[WORK INSTRUCTIONS]:
Leaving the pictures out, transcribe the records below exactly.

Records from a data collection
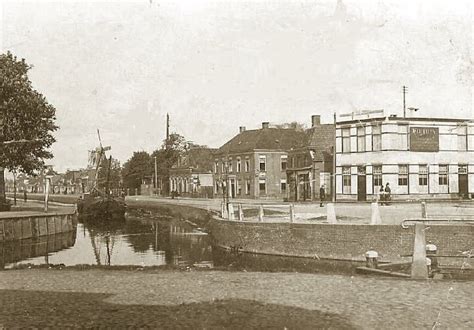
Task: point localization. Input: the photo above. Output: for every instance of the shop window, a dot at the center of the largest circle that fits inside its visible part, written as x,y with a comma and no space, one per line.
462,138
283,162
377,173
376,138
403,175
361,138
403,135
346,180
346,140
443,175
262,163
239,165
423,175
262,185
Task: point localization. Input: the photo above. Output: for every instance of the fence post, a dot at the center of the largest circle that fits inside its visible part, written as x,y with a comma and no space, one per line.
419,268
331,213
260,213
231,211
241,213
423,210
375,219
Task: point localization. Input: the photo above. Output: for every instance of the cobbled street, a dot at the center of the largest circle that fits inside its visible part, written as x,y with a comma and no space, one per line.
215,299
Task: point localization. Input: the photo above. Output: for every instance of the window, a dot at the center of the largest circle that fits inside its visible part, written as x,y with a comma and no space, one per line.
443,175
262,186
346,180
376,138
423,175
462,138
403,175
283,162
239,187
462,169
239,165
377,173
263,163
361,138
403,135
346,140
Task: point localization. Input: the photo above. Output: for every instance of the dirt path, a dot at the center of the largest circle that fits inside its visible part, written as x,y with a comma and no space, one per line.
211,299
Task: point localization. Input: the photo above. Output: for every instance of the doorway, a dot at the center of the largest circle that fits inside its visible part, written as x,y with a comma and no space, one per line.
463,182
361,184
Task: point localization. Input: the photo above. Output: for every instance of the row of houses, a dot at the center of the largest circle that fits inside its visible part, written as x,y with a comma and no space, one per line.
420,158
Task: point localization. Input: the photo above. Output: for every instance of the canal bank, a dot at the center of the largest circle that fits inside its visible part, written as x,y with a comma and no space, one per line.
214,299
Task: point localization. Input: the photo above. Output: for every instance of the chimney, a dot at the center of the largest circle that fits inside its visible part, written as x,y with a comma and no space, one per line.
315,120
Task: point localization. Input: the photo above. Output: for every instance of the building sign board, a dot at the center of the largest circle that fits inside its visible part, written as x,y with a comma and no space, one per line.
424,139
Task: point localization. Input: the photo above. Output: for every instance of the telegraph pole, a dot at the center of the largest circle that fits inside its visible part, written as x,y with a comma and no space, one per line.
404,90
167,129
156,178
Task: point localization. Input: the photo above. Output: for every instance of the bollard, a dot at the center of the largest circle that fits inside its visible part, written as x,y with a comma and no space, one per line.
223,211
241,213
418,266
371,259
431,252
428,266
231,211
423,210
375,218
331,213
260,213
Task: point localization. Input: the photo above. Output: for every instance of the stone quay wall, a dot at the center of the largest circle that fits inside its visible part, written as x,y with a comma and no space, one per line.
337,241
23,226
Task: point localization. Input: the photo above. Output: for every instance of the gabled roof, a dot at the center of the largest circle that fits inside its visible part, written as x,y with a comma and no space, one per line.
263,139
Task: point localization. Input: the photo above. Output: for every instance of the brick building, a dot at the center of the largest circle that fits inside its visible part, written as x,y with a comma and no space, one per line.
253,164
192,175
310,164
420,158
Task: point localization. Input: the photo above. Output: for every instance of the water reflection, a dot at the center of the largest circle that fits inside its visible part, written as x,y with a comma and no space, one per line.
137,242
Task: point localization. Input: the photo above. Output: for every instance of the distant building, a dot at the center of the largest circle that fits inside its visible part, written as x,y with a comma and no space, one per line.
192,175
420,158
253,164
310,164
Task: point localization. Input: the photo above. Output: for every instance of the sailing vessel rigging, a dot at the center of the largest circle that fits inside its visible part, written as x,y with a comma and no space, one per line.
98,206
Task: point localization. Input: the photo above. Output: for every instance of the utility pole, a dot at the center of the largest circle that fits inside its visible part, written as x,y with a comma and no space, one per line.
167,129
156,178
404,90
334,163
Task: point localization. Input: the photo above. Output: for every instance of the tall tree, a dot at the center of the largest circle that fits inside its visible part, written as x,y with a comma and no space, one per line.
136,169
27,121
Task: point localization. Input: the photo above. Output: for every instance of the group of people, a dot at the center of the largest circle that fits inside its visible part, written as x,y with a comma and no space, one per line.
385,194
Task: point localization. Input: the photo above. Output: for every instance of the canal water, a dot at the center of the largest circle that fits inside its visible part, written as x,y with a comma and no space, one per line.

[EXERCISE RESPONSE]:
Task: point localization. Input: the photo above. Output: for every instance of the shop window, a dot at the center of the largest circle that fits inside its visible part, written as x,y with a comma and no space, one per line.
462,138
283,162
377,173
376,138
403,175
361,138
403,135
346,180
346,140
443,175
262,163
239,165
423,175
262,185
Task: point localization. Input: the photo above. Output: for every instance of the fence post, a dot at the center of the largest circle that fits inside its visible part, written as x,y with a comma and no space, one per line.
419,268
331,213
260,213
231,211
241,213
423,210
375,219
Task: point localization. Input: the photo above. Output: for every instance of the cobbled street, a dot at the center of the largest circle that fits inside its visible part, written as x,y with a comma and no space, one per line.
215,299
Task: point localization. Input: the photo above. Output: for every instance of the window, a dot at the center of the largest circle that fits inside its visible part, written as x,y with a comma and no space, one per line.
443,175
262,186
346,180
376,138
423,175
462,138
403,175
283,162
239,187
462,169
239,165
377,173
263,163
361,138
403,135
346,140
Task: point localization. Input: the photo above. Output: for every instance of the dirt path, a dot at the center of the largest circle that fits inside its visible part, written as x,y with a comma and no space, one per line.
211,299
Task: point localization. Input: the photo above. Output: for every instance of the doorway, a dot at the center of the largest circle that fits inside its visible part, written as x,y with a comma and no space, one per line.
463,182
361,184
Task: point localization. Input: the photo above. Output: for every instance of the row of houses, a dot at the center of the largest circle that fits inside its visible part, written as x,y with a comma and no space, one per line.
420,158
Task: point localization. Input: the photo above. Output: for every instance of the canal bank, a dot at the center of the largest circle that fits inside its visible part, written as x,y with a comma and no space, one per line.
214,299
Task: point localization. Input: the photo above. Output: for every instance of the chimney, a dot at the center of the largest circle that fits inside its visible part, written as x,y with a comma and no space, one per line.
315,120
Task: point localization. Input: the photo above. Output: for every instance of the building sign board, a dot at the center of the largest circle that fits inside its visible part, written as x,y with a comma and no space, one per line.
424,139
Task: point localization. Input: the photo above. Output: for every instance of the telegraph pole, a dot at the center of the largest circle that fits inside its visible part, written as x,y with a comma and no space, one per line.
404,90
167,129
156,178
Task: point localization. Input: the photo above. Output: for every instance of the bollard, a dot at the center of the largest circle that fits inside its visible part, written as x,y with a comma and no space, one per line.
223,211
241,213
418,266
371,259
431,252
428,266
231,211
423,210
375,218
331,213
260,213
Task: point localization. Input: the photo above. Output: for every instance of the stone quay wall, a dot at the center of the largest circle that fits inside its visible part, written as x,y with a comma and no space, one per line.
337,241
23,226
Task: point localization. Input: the photo above. Output: for every instance of the gabled roof, a dot at the center of the largest circle that fits inside its visible part, written as x,y with a comma and no space, one per line.
263,139
Task: point localization. Input: the photo above. Output: for every instance of the brick building, a dot at the center of the largest circle that fits inside its visible part, written as x,y with a comma and no space, one per line.
253,164
192,175
310,164
420,158
Task: point localization. Input: the photo above. Output: for every instance of the water reflection, a dot at the center of the largest circle that fits inside its visible part, written as x,y with a comma and no space, one per line.
137,242
Task: point localization. Input: the photo above. Output: for every instance of the distant building, a dot at the center of the largest circle that fits inside its visible part, written as x,y with a comma and no space, one per line.
192,175
420,158
253,164
310,164
Task: point localization. Input: the photo above. Output: for every instance of the sailing vessel rigging, a dot at the center of the largest circle that fits inside its visible part, written as x,y with a comma and no space, one per line.
98,206
Task: point localization. Input: the photo above. Output: for every instance of the utility pole, a dot at the center of the largest circle that fits inside its visible part, written as x,y with a comma and no space, one per line.
167,129
156,178
404,90
334,163
Task: point localization. Input: the photo above. Output: for every instance of the tall tree, a dot at the center of the largest circle that fits inside its visible part, written as x,y with a comma and no space, one per line.
136,169
27,121
Task: point localization. Input: the photo above. Output: for every instance of the group of people, a dot at the center of the largest circle that fits inside its visible part, written as x,y with a comma and no space, one per line.
385,194
Task: point localization. Input: the photo above. Output: for every instance of the canal water, a dot at the center of the largest circle that fits inside its visible part, written as x,y with a comma and no space, one per line.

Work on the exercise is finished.